[Saved entries]
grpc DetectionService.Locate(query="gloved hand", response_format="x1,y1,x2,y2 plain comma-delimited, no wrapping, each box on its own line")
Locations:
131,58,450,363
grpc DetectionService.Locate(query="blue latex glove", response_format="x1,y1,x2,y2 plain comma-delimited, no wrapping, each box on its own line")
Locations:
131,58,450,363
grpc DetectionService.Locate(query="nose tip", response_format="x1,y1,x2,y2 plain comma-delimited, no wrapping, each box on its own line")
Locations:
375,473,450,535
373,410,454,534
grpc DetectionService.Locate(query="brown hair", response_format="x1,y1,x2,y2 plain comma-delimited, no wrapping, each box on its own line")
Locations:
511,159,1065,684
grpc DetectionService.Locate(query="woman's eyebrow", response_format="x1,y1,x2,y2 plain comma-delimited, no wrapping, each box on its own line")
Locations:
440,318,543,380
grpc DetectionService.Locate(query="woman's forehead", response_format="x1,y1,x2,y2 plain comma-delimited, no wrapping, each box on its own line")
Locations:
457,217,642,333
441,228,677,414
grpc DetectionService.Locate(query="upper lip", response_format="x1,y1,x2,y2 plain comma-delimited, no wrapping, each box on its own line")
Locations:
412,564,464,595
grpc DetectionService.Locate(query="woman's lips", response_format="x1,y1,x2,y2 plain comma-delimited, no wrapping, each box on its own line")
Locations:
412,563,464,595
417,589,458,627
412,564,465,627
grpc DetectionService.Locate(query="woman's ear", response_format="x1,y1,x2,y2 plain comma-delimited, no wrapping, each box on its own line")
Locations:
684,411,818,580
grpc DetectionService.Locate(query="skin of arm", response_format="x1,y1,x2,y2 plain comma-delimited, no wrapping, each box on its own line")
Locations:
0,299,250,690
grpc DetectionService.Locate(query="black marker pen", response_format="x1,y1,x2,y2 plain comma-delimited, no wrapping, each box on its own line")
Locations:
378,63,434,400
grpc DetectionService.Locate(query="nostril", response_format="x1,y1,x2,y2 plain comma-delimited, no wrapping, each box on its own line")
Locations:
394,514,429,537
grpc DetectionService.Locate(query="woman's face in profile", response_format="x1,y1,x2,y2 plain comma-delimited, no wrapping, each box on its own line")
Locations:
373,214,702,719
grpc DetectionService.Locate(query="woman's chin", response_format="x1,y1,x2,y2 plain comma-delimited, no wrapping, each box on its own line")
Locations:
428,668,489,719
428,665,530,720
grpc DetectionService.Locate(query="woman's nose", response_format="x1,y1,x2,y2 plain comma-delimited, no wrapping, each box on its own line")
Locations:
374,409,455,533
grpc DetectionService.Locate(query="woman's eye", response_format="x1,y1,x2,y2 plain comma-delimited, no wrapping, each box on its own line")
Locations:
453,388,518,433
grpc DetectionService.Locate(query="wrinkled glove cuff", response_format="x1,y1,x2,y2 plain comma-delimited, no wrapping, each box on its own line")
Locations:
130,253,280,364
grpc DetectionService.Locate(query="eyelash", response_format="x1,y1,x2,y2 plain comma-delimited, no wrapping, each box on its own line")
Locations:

* **Try it**: The data above should be returned in full, exactly as written.

* **Answer box**:
grpc DetectionService.Locate(query="gloved hand", response_format="x1,y1,x2,y2 plain comma-delimited, no wrapping, each box on its own line")
Locations:
131,58,450,363
grpc DetectionService.Locate(query="blue latex glove", response_format="x1,y1,x2,y2 plain comma-delimited, no wrapping, each box on its own line")
Locations:
131,58,450,363
grpc DetectionService.Locate(query="nose tip", response_format="x1,y1,x2,y2 plain comma-delimited, no wrapping, each box on its own line")
Locations:
375,473,450,535
373,410,454,534
grpc DetectionService.Locate(query="brown hair", response_format="x1,y1,x2,y2 plain comma-delimited, no wrapping, each box on its own line")
Locations:
511,159,1065,684
grpc DetectionService.Locate(query="woman's eyebrow", response_format="x1,y1,x2,y2 plain comma-delimited, no wrapping, each box on its own line")
Locations:
440,318,543,380
grpc DetectionService.Locate(query="woman's forehead", response_format="x1,y1,x2,y2 plain comma-delimited, no wrapping, each box on its own line")
Locations:
457,217,642,333
441,228,677,414
grpc DetectionService.Locate(query="upper lip", response_format="x1,y1,x2,y2 plain comma-delimited, no wrapping, each box on its own line")
Locations:
412,564,464,595
grpc DetectionService.Locate(query="woman's lips", response_format="x1,y1,x2,y2 plain comma-delimited, no wrapping, each box on its own line")
Locations:
412,563,464,595
417,589,458,627
412,564,465,627
grpc DetectionService.Locate(query="woman's ear", response_format="x1,y1,x2,y2 plain comma-delimited, no wrapping, each box on its own line")
Locations:
684,411,818,580
grpc DetectionService.Locate(query="skin of arm", response_format="x1,y1,x2,y2 plain comma-delimited, no wrapping, each box on its own line")
Locations:
0,299,250,690
grpc DetectionService.Locate(query="black marker pen", response_format="x1,y1,x2,y2 plain comma-delimited, no wrapping, each box on its own line")
Locations:
378,63,434,400
grpc DetectionService.Locate(query="nostril", response_format="x1,y1,x2,y2 plain comma-delimited, no wrapping, each box on its own line")
Locations:
394,514,429,537
grpc DetectionService.Locate(query="woman's face in profile", response_format="x1,y1,x2,y2 plain comma-delimited, no wrapping, each box on its own line")
Locations:
373,214,702,719
grpc DetectionService.Locate(query="woman's chin", response_format="x1,y1,x2,y2 plain comma-delimited, no wrapping, each box on its own line")
Locations:
428,668,489,719
428,665,530,720
grpc DetectionService.Locate(query="woman's nose", response_format="x1,y1,x2,y2 plain comma-delimited, no wrapping, each box on its own line")
Locations:
374,409,455,533
grpc DetectionService.Locate(query="woman's eye", response_format="x1,y1,x2,y2 plain comma-delimited, no wrapping, each box on its own line")
Locations:
453,388,518,433
grpc DetectionService.Locate(query="wrinkled glove cuff", response_format="x1,y1,x2,y2 plain comma-delimited, no wrapping, each box on its own line")
Locations:
130,253,280,364
grpc DetectionService.Locate(query="eyelash", response_format="x1,y1,x2,y2 plain comma-delimited, no wrapping, each box on its own line")
Locations:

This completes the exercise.